--- Page extract ---
Selling Options. The purchaser of a call option pays a premium to the
seller (i.e., the writer) for the right to buy the underlying security from the
seller at a specified price during a certain period. The Fund would write call
options only on a covered basis or for cross-hedging purposes. A call option is
covered if, at all times during the option period, the Fund would own or have
the right to acquire securities of the type that it would be obligated to
deliver if any outstanding option were exercised. An option is for cross-hedging
purposes if it is not covered by the security subject to the option, but is
designed to provide a hedge against another security which the Fund owns or has
the right to acquire. In such circumstances, the Fund collateralizes the option
by maintaining in a segregated account with the Fund's custodian cash or liquid
securities in an amount not less than the market value of the underlying
security, marked to market daily, while the option is outstanding.
The purchaser of a put option pays a premium to the seller (i.e., the
writer) for the right to sell the underlying security to the writer at a
specified price during a certain period. The Fund would sell put options only on
a secured basis, which means that, at all
B-7
<PAGE> 35
times during the option period, the Fund would maintain in a segregated account
with its custodian cash or liquid securities in an amount of not less than the
exercise price of the option, or would hold a put on the same underlying
security at an equal or greater exercise price.
Closing Purchase Transactions and Offsetting Transactions. In order to
terminate its position as a writer of a call or put option, the Fund could enter
into a "closing purchase transaction," which is the purchase of a call (put) on
the same underlying security and having the same exercise price and expiration
date as the call (put) previously sold by the Fund. The Fund would realize a
gain (loss) if the premium plus commission paid in the closing purchase
transaction is lesser (greater) than the premium it received on the sale of the
option. The Fund would also realize a gain if an option it has written lapses
unexercised.
--- Material ---
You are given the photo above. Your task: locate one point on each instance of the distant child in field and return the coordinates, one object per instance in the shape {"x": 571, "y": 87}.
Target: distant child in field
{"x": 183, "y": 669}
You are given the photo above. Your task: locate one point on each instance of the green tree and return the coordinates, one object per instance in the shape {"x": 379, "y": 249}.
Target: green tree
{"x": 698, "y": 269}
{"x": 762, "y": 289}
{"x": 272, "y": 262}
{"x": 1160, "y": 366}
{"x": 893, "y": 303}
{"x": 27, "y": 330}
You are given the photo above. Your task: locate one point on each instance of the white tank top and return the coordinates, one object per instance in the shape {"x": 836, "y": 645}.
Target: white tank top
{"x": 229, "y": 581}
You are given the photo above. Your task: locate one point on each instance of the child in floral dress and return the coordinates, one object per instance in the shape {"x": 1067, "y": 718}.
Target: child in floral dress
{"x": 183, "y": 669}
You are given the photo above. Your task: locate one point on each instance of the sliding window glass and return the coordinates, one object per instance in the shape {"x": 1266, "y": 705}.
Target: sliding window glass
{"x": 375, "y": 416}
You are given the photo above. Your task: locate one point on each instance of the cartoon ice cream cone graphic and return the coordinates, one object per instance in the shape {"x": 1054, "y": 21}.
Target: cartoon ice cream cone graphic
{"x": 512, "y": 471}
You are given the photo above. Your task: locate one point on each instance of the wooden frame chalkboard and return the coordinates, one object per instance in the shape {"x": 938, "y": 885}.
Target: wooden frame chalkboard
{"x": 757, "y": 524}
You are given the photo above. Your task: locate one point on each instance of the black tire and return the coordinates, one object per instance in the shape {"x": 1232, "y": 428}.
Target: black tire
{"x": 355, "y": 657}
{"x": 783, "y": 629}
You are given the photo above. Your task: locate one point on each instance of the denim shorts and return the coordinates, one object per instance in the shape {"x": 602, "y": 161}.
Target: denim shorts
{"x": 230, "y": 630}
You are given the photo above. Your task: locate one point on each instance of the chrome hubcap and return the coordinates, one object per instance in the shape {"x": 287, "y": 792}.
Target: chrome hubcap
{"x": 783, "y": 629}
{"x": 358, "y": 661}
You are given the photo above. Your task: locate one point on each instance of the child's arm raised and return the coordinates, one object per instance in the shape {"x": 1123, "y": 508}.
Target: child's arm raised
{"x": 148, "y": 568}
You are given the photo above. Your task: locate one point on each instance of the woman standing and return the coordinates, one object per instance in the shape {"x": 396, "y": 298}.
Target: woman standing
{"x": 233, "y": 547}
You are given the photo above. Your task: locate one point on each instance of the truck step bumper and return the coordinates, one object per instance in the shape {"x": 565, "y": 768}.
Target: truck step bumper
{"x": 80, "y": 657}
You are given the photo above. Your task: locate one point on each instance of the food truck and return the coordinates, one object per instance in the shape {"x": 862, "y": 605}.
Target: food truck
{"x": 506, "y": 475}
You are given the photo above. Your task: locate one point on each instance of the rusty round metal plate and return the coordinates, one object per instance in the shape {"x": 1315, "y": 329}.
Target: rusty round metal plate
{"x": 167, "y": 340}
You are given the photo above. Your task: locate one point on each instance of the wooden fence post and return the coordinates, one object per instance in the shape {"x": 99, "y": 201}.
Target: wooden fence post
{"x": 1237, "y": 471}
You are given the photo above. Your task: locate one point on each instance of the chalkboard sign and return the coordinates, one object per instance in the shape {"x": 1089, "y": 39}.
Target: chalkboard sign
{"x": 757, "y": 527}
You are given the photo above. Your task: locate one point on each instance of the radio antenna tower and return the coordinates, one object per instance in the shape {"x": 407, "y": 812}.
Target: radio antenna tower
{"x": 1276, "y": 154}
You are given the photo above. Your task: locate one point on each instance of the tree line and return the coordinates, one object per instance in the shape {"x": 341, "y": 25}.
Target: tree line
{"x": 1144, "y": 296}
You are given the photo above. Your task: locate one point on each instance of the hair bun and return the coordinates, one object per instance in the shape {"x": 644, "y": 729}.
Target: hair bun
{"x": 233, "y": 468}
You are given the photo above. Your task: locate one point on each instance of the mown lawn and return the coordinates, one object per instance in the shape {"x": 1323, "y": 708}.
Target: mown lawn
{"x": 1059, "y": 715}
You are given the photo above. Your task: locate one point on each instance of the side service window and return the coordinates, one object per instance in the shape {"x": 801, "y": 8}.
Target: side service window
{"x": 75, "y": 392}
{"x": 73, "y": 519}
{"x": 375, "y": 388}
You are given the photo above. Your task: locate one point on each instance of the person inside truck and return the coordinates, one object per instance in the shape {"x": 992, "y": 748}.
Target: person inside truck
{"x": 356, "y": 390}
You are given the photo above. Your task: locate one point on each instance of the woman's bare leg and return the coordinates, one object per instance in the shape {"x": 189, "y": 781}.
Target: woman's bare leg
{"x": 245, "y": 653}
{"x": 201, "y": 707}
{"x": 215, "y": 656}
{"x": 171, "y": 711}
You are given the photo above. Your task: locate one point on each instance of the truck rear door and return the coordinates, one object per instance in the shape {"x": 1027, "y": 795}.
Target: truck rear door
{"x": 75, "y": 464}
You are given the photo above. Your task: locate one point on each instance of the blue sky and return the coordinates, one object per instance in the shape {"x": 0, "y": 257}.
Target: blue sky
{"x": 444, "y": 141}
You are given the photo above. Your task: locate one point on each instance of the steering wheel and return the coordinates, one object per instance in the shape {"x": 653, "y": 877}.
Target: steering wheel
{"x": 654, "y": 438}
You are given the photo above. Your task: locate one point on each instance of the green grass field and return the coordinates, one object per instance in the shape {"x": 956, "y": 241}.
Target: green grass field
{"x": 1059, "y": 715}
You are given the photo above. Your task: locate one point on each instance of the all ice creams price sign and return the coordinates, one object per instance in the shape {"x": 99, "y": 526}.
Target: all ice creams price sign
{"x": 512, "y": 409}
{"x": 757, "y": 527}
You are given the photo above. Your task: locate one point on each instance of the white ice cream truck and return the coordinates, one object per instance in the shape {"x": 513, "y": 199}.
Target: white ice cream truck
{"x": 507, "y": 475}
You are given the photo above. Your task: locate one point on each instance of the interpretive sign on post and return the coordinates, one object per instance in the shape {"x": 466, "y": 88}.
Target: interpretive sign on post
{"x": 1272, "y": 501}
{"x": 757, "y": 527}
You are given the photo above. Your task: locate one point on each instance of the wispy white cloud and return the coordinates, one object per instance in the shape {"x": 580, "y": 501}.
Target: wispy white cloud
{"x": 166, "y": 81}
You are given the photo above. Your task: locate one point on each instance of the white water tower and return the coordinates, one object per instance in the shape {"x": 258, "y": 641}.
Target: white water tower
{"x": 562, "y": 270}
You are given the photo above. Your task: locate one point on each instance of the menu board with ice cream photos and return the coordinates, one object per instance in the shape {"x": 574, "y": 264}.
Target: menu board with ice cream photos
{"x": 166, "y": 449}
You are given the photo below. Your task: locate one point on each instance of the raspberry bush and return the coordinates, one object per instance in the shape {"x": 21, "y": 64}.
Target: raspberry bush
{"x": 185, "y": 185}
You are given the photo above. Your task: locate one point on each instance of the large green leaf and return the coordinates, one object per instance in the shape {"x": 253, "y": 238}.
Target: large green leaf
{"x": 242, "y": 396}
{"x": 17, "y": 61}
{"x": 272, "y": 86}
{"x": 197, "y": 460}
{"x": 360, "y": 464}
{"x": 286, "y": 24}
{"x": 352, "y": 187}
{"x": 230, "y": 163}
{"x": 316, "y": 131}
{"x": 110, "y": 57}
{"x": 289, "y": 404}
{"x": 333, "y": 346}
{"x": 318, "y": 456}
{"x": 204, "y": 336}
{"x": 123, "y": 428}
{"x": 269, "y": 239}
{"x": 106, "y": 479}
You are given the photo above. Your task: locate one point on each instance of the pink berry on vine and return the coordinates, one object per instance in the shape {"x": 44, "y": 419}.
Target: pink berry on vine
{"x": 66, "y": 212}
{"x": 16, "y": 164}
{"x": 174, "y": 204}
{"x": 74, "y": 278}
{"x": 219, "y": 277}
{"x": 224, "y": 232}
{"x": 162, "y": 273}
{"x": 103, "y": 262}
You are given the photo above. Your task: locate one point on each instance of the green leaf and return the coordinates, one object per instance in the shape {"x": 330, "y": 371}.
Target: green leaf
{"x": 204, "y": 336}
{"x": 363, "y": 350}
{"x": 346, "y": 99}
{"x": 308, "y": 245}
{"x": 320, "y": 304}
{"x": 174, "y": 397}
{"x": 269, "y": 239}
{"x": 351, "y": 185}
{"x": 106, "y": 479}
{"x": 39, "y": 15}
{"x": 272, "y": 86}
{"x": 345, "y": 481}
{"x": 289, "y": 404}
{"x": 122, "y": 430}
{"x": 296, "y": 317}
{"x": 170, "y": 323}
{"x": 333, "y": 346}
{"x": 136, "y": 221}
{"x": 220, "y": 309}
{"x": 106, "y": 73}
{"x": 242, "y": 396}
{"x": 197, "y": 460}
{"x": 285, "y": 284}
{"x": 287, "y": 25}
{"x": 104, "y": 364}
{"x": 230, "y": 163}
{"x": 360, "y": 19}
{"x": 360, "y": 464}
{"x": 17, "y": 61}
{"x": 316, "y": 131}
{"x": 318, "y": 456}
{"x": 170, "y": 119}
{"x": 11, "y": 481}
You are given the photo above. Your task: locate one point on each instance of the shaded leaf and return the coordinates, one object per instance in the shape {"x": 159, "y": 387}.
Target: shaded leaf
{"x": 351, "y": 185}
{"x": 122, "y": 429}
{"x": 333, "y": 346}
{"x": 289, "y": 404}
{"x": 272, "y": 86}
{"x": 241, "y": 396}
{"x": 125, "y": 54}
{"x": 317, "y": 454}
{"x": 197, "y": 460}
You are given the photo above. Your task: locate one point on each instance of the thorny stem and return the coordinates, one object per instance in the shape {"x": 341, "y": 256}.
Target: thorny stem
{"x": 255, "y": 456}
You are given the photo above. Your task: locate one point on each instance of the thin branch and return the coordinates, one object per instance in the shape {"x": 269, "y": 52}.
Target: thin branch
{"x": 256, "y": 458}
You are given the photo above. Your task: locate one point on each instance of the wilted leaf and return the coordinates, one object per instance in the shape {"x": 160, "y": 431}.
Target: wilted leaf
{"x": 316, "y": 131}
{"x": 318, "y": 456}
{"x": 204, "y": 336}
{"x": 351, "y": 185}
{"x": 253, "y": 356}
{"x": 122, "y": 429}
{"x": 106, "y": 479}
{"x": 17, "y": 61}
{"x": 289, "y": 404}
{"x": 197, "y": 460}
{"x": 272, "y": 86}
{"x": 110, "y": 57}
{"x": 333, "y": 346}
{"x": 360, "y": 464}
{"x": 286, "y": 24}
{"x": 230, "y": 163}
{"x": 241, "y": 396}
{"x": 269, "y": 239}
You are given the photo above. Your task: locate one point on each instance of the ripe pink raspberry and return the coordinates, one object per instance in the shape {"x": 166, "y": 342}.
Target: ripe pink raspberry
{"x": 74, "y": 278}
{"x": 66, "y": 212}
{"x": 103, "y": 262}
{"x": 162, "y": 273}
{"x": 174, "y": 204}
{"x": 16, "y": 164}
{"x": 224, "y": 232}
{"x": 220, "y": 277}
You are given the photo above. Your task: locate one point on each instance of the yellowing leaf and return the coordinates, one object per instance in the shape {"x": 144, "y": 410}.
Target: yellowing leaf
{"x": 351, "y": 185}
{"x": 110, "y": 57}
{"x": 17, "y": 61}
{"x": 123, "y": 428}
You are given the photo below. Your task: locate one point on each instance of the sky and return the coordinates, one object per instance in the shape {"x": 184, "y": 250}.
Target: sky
---
* Instructions
1. In the options text, what does the Fund realize if an option it has written lapses unexercised?
2. Take the lines of the listing from the line containing "of the thorny" through the end of the listing, switch "Target" to "Query" wherever it occurs, and return only those lines with everything else unchanged.
The options text and the listing come from unrelated sources.

* Results by task
1. A gain.

2.
You are given the photo above. Your task: locate one point on each instance of the thorny stem and return the coordinates, one object per instance in the shape {"x": 341, "y": 256}.
Query: thorny stem
{"x": 255, "y": 456}
You are given the photo above. Your task: locate one point on each instance of the thin branch and return the coordinates, one object per instance in the shape {"x": 269, "y": 52}.
Query: thin branch
{"x": 256, "y": 458}
You are given the photo above. Your task: locate one point on each instance of the wilted leaf and return the coordinates, one object per instance in the shape {"x": 160, "y": 431}.
Query: wilted leaf
{"x": 316, "y": 131}
{"x": 318, "y": 456}
{"x": 204, "y": 336}
{"x": 351, "y": 185}
{"x": 253, "y": 356}
{"x": 122, "y": 429}
{"x": 106, "y": 479}
{"x": 17, "y": 61}
{"x": 289, "y": 404}
{"x": 197, "y": 460}
{"x": 272, "y": 86}
{"x": 110, "y": 57}
{"x": 333, "y": 346}
{"x": 360, "y": 464}
{"x": 286, "y": 24}
{"x": 230, "y": 163}
{"x": 241, "y": 396}
{"x": 269, "y": 239}
You are given the photo above. Your task: locate one point on each instance of the ripe pink raspberry and return the coordinates, one object per instance in the shape {"x": 166, "y": 342}.
Query: ripe pink raspberry
{"x": 74, "y": 278}
{"x": 66, "y": 212}
{"x": 103, "y": 262}
{"x": 162, "y": 273}
{"x": 174, "y": 204}
{"x": 16, "y": 164}
{"x": 224, "y": 232}
{"x": 220, "y": 277}
You are given the photo above. Your task: locate one point on each instance of the yellowing leaf and return the coordinates, one object per instance in the shape {"x": 144, "y": 410}.
Query: yellowing leaf
{"x": 351, "y": 185}
{"x": 110, "y": 57}
{"x": 17, "y": 61}
{"x": 123, "y": 428}
You are given the photo below. Your task: locate one point on each instance of the sky and return the coordinates, one object per instance in the shape {"x": 184, "y": 250}.
Query: sky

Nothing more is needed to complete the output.